Write out the entries below once more, exactly.

---------- Task data

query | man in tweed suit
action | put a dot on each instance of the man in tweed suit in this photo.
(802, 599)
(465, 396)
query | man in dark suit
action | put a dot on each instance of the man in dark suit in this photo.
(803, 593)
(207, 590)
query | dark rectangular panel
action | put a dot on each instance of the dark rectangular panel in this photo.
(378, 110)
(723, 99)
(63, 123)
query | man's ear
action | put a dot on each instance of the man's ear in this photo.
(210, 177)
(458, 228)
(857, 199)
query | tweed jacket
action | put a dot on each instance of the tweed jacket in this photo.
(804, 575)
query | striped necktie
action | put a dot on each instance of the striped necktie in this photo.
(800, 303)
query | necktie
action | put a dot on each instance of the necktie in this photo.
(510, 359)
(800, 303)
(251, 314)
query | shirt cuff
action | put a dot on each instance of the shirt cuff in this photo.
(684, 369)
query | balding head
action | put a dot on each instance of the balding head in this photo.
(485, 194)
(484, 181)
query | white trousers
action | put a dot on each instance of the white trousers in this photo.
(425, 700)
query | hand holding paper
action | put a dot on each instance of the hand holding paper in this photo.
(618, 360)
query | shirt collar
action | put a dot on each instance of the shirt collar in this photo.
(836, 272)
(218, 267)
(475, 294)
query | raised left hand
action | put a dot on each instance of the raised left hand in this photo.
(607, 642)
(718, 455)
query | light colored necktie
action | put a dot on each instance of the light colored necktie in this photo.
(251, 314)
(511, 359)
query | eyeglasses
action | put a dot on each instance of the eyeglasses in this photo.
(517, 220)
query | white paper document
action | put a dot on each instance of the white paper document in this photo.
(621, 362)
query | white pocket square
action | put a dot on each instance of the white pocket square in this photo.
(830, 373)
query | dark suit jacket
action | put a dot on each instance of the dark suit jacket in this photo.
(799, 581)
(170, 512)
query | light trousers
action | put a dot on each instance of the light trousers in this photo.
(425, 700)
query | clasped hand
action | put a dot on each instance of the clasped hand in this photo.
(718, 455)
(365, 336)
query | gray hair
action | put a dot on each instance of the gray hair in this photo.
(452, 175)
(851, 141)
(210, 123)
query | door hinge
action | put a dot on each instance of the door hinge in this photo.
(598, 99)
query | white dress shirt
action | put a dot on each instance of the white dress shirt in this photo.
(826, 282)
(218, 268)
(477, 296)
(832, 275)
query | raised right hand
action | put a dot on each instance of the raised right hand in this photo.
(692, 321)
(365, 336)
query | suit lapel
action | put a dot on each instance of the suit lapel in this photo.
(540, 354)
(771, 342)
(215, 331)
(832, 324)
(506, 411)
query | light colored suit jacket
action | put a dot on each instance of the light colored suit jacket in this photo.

--------------------

**Reply**
query | man in tweed suit
action | put a dot on each instance of the man in tweed suit in this photo.
(802, 599)
(465, 396)
query | man in dark suit
action | put a dot on each instance of the man in dark suit in this photo.
(803, 593)
(207, 590)
query | dark rectangular panel
action | put a dot on each instance of the dark rectangular panel in this photo.
(378, 110)
(723, 99)
(63, 123)
query | man's ear
action | put a dot on each instance of the man's ear in this photo.
(210, 177)
(458, 228)
(857, 199)
query | tweed jacket
action | put a dot on each instance of the tweed jacket in this photo.
(804, 575)
query | striped necktie
action | put a dot on each instance of the striped necktie in this photo.
(800, 303)
query | necktie
action | put a dot on each instance of the necktie in this photo.
(510, 359)
(800, 303)
(251, 314)
query | shirt cuff
action | put a dot on each instance of the shirt cuff in this photo.
(684, 369)
query | balding head
action | put a dot on each instance of the balding head in this photo.
(485, 194)
(484, 181)
query | white trousers
action | put a dot on each instance of the white trousers in this photo.
(425, 700)
query | hand holding paper
action | put a dot on each instance of the hand holding paper in this photo.
(618, 360)
query | shirt collar
action | put a dot on each instance of the shirt collar in this photo.
(836, 272)
(218, 267)
(475, 294)
query | raised left hand
action | put a dot on each instance of the raised left hand in this photo.
(607, 642)
(718, 455)
query | light colored necktie
action | put a dot on each instance of the light colored necktie in this photo.
(251, 314)
(511, 359)
query | eyeglasses
action | put a dot on each instance of the eyeglasses in this photo.
(517, 220)
query | white paper document
action | put a dot on each instance of the white paper document in this photo.
(621, 362)
query | white pocket square
action | put a dot on each instance of the white pocket square in this photo.
(830, 373)
query | dark suit jacket
action | put a dot on each instance of the dark suit jacket in this photo.
(799, 581)
(170, 512)
query | light trousers
action | put a dot on each instance of the light trousers in this photo.
(425, 700)
query | clasped hand
action | put a dot on each instance of the clasped hand in this photo.
(718, 455)
(365, 336)
query | gray hair
action | put a dot on each instance of the gray hair in this photo.
(452, 175)
(851, 141)
(210, 123)
query | door hinge
action | put a dot on each instance of the door hinge in this photo.
(598, 99)
query | white dress shirt
action | put a dot on each instance of the white dress shirt in this photo.
(826, 282)
(218, 268)
(477, 296)
(832, 275)
query | raised right hand
action | put a dot on each instance of the raised right hand in this photo.
(692, 321)
(365, 336)
query | suit lapel
action | put a dot on each instance of the suit lapel in this photo.
(540, 354)
(771, 342)
(215, 331)
(832, 324)
(506, 411)
query | light colored suit jacket
action | put a dot on each instance of the light colored suit jacket in this photo.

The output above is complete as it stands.